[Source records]
┄┄┄┄┄┄┄┄┄┄

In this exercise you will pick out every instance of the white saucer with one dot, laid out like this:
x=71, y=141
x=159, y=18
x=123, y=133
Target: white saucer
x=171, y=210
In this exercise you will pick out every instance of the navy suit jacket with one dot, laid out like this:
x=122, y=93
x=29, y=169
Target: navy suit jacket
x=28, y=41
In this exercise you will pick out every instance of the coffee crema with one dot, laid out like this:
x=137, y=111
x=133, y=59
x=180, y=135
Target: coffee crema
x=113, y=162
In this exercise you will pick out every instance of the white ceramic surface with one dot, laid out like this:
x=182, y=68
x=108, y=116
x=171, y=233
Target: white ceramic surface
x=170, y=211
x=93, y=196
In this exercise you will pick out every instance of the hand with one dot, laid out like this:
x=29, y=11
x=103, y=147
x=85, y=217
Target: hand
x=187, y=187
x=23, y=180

┄┄┄┄┄┄┄┄┄┄

* _WHAT THE TASK ASKS_
No line may be altered or left out when the data is written out.

* _ANSWER TO THE EXERCISE_
In this exercise you will pick out every instance of the white saucer with one dot, laid out like this:
x=71, y=141
x=159, y=18
x=123, y=133
Target: white saucer
x=171, y=210
In this exercise you will pick out every instance of the navy suit jacket with one dot, laid out like this:
x=122, y=93
x=29, y=169
Target: navy suit jacket
x=28, y=41
In this exercise you will pick out every instance of the coffee crema with one dot, laid out like this:
x=137, y=111
x=133, y=59
x=180, y=135
Target: coffee crema
x=113, y=162
In this exercise you will pick out every instance of the white ceramic surface with one dot, laid out like this:
x=182, y=68
x=108, y=116
x=171, y=233
Target: white ceramic surface
x=170, y=211
x=93, y=196
In this exercise you will pick out every instance of the hand with one dot, laid out like this:
x=29, y=11
x=103, y=147
x=85, y=217
Target: hand
x=187, y=187
x=23, y=180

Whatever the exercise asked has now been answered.